Report every line in the data below that contains the string "patch", reproducing each such line in full. The match is case-sensitive.

+++

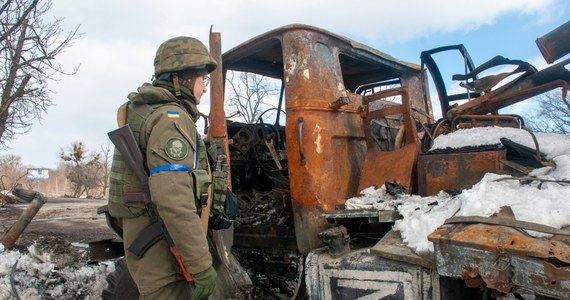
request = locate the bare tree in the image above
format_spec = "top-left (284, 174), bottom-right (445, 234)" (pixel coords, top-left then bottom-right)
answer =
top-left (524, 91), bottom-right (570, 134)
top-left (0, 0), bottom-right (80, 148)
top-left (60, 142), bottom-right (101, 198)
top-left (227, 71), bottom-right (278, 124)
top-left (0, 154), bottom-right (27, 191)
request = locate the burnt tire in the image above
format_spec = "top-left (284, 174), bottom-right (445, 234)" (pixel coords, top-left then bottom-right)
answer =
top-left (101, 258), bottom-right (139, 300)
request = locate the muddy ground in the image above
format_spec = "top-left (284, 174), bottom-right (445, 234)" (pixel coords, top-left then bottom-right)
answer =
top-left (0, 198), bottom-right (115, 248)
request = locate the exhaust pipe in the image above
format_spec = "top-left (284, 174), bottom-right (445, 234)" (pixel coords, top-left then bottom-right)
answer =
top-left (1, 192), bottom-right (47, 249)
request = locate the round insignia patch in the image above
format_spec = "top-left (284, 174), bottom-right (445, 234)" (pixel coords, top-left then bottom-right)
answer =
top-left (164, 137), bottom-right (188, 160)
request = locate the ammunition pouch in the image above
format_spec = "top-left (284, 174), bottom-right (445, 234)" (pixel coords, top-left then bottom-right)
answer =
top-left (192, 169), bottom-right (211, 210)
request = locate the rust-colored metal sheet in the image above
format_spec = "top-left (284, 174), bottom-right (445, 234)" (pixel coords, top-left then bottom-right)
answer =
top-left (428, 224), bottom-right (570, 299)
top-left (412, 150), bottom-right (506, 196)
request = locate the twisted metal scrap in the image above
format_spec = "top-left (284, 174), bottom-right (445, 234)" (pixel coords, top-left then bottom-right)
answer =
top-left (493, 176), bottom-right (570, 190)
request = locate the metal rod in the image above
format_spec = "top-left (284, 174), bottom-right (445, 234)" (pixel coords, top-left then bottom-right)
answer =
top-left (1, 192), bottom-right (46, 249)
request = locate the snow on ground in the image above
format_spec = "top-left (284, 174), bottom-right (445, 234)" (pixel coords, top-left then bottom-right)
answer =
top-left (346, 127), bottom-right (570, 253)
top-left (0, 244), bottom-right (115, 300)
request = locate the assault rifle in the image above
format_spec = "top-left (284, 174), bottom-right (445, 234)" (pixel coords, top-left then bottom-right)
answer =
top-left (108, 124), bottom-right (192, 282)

+++

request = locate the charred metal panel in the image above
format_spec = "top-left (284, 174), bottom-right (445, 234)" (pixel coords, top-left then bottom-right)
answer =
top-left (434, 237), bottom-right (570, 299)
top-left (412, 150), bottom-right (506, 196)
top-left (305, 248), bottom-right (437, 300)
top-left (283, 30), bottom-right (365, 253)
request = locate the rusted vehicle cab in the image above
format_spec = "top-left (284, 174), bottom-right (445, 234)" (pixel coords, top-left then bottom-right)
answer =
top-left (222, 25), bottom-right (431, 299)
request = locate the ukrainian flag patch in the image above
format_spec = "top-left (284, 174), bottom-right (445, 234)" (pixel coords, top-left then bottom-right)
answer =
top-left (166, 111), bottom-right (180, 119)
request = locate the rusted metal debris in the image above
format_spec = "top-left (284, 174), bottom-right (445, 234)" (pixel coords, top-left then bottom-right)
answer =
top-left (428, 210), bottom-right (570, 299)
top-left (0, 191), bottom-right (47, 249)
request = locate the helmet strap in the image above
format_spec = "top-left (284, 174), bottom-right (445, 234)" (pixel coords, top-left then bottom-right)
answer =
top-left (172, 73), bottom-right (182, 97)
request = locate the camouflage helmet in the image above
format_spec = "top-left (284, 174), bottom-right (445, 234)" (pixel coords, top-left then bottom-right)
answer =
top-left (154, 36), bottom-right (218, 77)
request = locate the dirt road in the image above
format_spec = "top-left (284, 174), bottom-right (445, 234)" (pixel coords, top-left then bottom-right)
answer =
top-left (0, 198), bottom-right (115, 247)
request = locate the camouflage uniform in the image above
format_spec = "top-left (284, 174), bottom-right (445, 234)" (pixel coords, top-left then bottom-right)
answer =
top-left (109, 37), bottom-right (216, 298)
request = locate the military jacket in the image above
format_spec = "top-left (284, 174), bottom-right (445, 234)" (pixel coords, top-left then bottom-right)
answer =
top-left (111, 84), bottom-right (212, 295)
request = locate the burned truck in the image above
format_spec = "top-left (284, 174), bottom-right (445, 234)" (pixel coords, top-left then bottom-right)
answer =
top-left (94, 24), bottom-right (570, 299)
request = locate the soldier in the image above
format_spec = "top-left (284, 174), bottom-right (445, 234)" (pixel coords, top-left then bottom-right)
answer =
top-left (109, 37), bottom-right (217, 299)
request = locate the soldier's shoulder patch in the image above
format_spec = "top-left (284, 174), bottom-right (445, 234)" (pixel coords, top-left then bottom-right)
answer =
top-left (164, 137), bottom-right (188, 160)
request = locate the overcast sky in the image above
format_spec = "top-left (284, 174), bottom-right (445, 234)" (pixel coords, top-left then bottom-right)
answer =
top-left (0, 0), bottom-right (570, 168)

+++

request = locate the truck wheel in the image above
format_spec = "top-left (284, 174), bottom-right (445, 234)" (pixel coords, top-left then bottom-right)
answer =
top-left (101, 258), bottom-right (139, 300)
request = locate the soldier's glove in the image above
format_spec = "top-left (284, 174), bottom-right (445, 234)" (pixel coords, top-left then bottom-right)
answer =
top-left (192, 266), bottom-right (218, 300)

+++

SOLVED PROBLEM:
request = locate the round insignia patch in the image above
request = locate the ukrainian flag patch in the image above
request = locate the soldier's shoulder patch in the image above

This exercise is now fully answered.